--- Your objective ---
What's needed is an exact copy of the lines from the one that contains "of the reflection" to the end of the data below, leaving the pictures out.

--- Dataset excerpts on object pointing ---
▬▬▬
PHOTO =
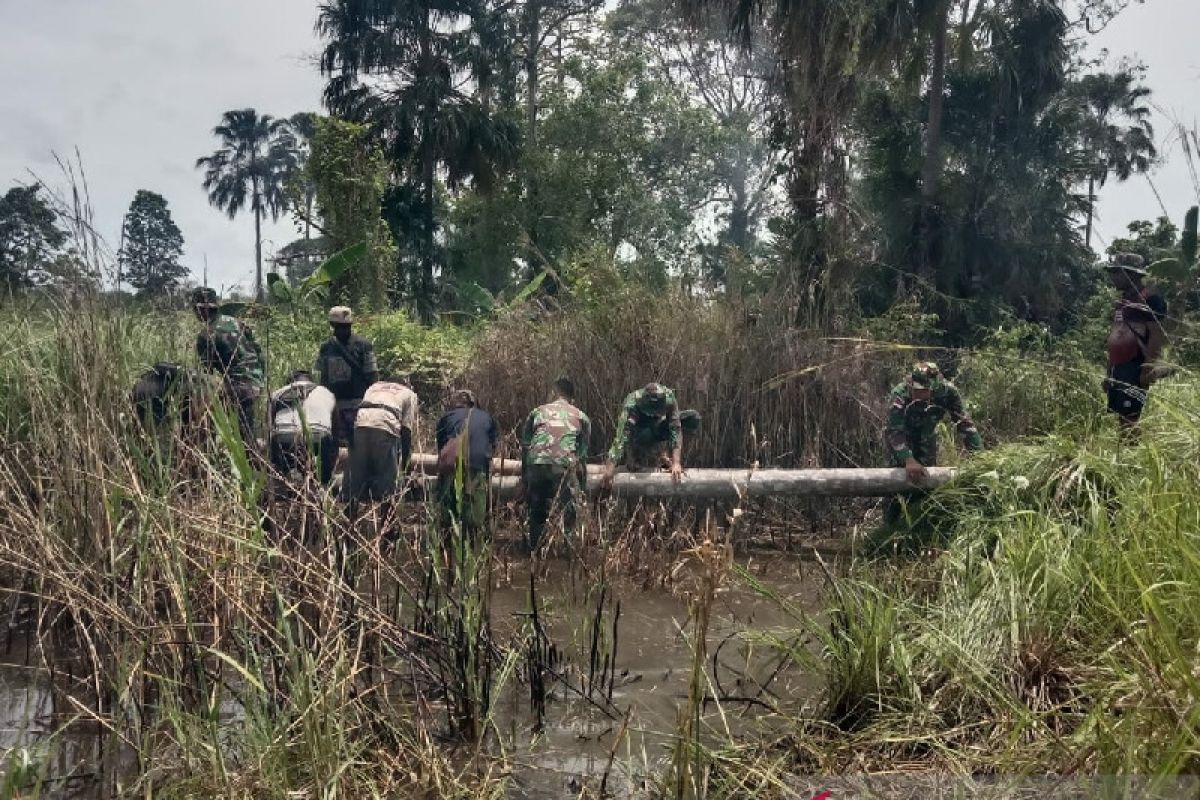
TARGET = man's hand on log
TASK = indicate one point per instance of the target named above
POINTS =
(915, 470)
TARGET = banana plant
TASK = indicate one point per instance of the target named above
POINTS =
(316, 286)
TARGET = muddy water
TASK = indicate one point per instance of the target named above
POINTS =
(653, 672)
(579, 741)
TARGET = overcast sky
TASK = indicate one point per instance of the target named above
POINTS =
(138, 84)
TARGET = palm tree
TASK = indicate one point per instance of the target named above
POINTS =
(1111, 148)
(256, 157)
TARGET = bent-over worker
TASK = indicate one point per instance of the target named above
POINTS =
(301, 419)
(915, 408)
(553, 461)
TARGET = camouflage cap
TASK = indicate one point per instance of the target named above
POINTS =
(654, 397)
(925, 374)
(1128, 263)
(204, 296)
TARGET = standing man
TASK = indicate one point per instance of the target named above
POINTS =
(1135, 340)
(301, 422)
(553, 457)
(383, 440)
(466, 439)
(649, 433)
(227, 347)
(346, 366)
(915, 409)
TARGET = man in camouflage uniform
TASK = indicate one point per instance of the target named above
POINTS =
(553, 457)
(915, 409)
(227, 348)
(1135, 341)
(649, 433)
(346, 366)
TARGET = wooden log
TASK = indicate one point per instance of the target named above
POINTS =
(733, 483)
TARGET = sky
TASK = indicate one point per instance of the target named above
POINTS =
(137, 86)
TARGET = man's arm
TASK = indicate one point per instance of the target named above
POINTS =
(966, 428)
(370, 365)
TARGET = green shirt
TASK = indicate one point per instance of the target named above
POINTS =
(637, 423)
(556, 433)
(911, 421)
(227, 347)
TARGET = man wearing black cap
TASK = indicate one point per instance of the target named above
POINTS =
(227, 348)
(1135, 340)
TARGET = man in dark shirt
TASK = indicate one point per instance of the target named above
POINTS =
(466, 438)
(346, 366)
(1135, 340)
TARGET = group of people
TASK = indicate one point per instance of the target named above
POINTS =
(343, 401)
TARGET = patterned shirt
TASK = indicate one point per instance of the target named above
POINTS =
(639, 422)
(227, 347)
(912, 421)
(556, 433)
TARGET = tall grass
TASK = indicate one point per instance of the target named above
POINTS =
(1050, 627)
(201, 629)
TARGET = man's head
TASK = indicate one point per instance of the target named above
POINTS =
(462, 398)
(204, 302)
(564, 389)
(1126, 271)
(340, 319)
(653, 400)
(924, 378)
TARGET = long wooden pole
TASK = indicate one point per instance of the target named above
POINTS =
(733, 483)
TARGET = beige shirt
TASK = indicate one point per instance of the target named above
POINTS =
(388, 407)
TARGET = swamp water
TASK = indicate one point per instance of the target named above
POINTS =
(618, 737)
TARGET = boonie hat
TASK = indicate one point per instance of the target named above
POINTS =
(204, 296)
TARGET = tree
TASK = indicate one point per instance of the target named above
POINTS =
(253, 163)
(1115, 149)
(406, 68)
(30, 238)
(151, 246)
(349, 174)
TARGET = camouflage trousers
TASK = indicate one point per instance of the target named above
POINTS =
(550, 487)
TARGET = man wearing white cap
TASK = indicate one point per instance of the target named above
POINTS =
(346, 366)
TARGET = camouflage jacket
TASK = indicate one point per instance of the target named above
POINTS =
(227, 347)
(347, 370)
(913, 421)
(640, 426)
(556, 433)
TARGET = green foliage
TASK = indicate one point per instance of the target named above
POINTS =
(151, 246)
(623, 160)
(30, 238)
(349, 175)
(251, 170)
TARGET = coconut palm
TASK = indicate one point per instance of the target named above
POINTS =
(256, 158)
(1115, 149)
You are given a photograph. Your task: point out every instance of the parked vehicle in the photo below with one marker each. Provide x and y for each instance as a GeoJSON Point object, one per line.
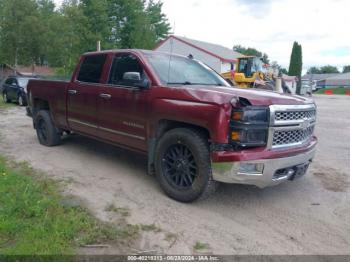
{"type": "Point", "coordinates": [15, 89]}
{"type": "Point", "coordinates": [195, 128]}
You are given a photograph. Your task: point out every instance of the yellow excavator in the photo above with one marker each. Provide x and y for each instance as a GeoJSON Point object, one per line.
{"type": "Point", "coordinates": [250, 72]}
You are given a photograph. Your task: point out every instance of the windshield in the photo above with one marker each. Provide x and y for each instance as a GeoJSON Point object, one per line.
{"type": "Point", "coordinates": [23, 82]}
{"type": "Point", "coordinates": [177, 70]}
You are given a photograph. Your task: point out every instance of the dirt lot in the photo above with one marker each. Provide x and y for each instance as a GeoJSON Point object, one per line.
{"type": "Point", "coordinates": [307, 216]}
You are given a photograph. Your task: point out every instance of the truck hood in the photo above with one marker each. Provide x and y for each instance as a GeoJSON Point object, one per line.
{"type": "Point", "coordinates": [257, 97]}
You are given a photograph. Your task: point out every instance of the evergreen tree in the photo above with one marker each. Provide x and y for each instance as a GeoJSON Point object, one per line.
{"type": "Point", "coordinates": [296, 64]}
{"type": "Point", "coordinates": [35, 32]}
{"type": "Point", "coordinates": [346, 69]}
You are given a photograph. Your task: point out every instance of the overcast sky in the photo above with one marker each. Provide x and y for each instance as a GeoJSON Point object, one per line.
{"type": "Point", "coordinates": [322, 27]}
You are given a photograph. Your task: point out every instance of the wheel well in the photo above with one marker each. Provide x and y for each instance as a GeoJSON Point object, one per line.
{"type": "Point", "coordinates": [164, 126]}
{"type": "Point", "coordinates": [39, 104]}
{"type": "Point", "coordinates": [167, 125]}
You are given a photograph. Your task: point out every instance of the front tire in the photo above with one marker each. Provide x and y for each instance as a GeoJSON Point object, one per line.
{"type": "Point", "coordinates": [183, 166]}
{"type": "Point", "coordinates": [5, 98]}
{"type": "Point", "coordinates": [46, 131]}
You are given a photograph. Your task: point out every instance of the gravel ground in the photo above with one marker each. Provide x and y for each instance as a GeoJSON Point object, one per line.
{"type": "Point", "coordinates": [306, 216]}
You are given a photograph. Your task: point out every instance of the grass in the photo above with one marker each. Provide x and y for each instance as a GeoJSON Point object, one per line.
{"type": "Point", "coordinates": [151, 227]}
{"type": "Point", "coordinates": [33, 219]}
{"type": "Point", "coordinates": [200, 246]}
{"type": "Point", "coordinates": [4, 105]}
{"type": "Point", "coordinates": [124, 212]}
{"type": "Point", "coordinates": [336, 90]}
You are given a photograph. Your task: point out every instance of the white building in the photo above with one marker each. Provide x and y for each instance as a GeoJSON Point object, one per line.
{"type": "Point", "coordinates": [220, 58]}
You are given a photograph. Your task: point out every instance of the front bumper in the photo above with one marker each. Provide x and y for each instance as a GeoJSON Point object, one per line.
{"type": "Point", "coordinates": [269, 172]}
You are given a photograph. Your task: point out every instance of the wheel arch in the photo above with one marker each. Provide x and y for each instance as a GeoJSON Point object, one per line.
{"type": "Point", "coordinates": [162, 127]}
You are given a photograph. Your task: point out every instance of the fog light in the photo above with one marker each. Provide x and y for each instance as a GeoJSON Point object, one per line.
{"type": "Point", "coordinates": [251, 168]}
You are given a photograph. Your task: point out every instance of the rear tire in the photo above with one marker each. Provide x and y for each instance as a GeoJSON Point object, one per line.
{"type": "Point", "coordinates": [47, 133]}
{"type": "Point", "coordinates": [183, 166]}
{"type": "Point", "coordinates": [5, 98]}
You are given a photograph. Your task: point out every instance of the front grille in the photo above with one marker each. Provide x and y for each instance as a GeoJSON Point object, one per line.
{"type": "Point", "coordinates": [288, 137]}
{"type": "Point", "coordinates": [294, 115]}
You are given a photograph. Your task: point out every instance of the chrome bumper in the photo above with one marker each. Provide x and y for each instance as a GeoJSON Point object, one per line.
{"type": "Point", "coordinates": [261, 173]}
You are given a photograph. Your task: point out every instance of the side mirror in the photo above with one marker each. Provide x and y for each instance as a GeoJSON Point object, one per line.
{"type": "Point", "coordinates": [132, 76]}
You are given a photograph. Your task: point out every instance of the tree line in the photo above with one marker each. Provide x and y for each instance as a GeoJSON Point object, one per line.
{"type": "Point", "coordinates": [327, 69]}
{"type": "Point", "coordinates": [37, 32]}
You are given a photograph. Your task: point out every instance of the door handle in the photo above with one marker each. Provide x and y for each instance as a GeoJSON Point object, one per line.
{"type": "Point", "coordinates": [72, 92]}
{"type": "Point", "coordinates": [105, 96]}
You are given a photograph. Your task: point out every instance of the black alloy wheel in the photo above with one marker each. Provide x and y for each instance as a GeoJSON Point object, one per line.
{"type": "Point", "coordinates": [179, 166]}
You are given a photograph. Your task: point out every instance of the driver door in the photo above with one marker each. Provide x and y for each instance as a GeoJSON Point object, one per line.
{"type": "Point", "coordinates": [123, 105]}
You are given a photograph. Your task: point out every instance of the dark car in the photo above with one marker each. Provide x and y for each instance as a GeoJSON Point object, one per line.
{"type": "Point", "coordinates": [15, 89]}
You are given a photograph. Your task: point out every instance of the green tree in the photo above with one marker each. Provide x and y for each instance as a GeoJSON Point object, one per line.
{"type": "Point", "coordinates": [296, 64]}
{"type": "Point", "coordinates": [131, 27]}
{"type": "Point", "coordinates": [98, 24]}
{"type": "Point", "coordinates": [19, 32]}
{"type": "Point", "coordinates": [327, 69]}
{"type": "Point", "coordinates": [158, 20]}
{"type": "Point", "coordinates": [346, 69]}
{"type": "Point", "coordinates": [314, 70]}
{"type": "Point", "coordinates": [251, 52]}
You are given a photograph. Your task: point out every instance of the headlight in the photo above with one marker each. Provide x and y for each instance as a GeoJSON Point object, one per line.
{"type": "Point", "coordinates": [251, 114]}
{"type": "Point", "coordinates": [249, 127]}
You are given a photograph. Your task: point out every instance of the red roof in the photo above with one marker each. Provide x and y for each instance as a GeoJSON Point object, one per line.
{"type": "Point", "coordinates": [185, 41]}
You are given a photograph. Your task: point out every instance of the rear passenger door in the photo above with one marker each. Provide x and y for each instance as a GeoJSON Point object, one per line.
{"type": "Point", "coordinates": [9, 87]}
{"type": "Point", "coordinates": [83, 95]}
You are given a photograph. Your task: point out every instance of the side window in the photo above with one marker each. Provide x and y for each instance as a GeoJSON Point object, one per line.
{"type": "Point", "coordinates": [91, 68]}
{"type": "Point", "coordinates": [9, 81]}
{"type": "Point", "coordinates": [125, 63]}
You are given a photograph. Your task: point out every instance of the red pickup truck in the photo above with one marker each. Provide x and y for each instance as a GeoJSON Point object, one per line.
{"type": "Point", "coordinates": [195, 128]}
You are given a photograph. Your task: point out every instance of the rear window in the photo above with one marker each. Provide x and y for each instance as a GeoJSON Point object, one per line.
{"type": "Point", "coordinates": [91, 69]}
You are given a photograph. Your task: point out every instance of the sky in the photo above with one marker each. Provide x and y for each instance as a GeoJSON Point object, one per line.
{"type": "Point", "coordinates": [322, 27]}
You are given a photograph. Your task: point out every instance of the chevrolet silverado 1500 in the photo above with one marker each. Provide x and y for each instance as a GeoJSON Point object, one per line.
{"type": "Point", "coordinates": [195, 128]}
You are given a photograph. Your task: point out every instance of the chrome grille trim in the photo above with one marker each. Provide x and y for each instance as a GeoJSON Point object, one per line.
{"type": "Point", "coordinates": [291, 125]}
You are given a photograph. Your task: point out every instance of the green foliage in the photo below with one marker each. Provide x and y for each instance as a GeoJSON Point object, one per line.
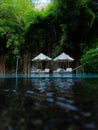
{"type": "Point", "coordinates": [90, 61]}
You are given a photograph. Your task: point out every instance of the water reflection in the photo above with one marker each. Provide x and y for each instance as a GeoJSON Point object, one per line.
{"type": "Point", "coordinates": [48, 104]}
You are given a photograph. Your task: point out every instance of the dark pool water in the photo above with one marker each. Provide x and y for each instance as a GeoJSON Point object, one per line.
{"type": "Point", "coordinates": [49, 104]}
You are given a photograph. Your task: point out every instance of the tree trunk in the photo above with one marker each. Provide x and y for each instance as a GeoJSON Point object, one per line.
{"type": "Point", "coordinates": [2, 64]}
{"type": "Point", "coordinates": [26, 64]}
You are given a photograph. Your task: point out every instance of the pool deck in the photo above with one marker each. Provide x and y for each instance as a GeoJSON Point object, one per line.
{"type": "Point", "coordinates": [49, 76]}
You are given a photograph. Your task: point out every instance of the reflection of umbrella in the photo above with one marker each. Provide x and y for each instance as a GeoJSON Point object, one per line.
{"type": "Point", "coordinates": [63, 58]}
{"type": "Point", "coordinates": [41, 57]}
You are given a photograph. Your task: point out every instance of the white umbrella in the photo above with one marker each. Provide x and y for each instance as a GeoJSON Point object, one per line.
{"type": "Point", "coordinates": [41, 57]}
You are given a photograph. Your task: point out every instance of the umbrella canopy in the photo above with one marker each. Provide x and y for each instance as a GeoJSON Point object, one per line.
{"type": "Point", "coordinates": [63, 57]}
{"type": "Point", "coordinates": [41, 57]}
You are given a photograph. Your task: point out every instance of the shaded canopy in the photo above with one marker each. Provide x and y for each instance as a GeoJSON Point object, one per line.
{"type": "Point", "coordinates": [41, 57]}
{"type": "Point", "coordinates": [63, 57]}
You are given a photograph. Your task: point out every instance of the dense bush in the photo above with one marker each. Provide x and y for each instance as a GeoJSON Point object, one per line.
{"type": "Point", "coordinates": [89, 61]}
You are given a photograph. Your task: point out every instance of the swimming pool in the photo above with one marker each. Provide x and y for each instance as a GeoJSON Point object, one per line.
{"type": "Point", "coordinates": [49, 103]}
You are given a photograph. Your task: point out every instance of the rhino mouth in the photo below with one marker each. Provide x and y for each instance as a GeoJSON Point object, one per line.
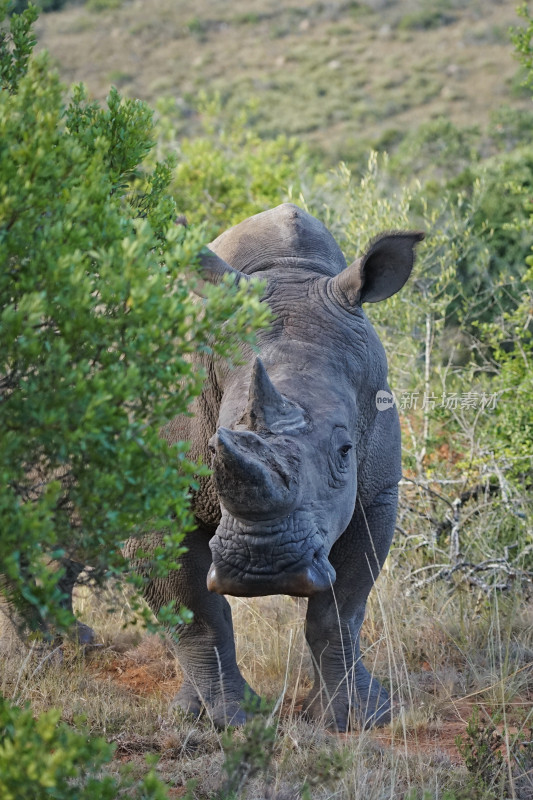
▬▬▬
--- Solution for this problem ---
You are given a photograph. Your task: point out every instance of the reflection of umbrella in the photo above with one marker each. Provide x and y for each instance as a GeoJSON Point object, one per line.
{"type": "Point", "coordinates": [63, 58]}
{"type": "Point", "coordinates": [41, 57]}
You are given a photograph. Your task: point out every instance of the white umbrella in the photo above with one marker each. Provide x and y for each instance as a GeoJSON Point object, one per line.
{"type": "Point", "coordinates": [41, 57]}
You are given a photograph. Your task: point out every instance of the umbrella canopy in the photo above with one marker each. Provide x and y for each instance as a GeoJSON Point object, one per line.
{"type": "Point", "coordinates": [63, 57]}
{"type": "Point", "coordinates": [41, 57]}
You are given a photograph. Your task: point out every instance of the shaded canopy in the photo above with one marker each. Provide x and y for each instance as a GeoJSON Point object, one per line.
{"type": "Point", "coordinates": [41, 57]}
{"type": "Point", "coordinates": [63, 57]}
You are given a photograph. Your task: point out every instance of the dense bush in the photo above with one marker each. Provide x and y for each instance as a GeoJSON Point object, one per line.
{"type": "Point", "coordinates": [89, 61]}
You are given a photograph. Your task: point out every instance of the swimming pool in the photo above with one marker each. Provide x and y for each instance as a GeoJSON Point object, one per line.
{"type": "Point", "coordinates": [49, 103]}
You are given a photograph. Your task: point out every instance of the rhino mouth in the photo below with one marker each. Provide x and y for each instance as a GeoJSON Point object, one per line.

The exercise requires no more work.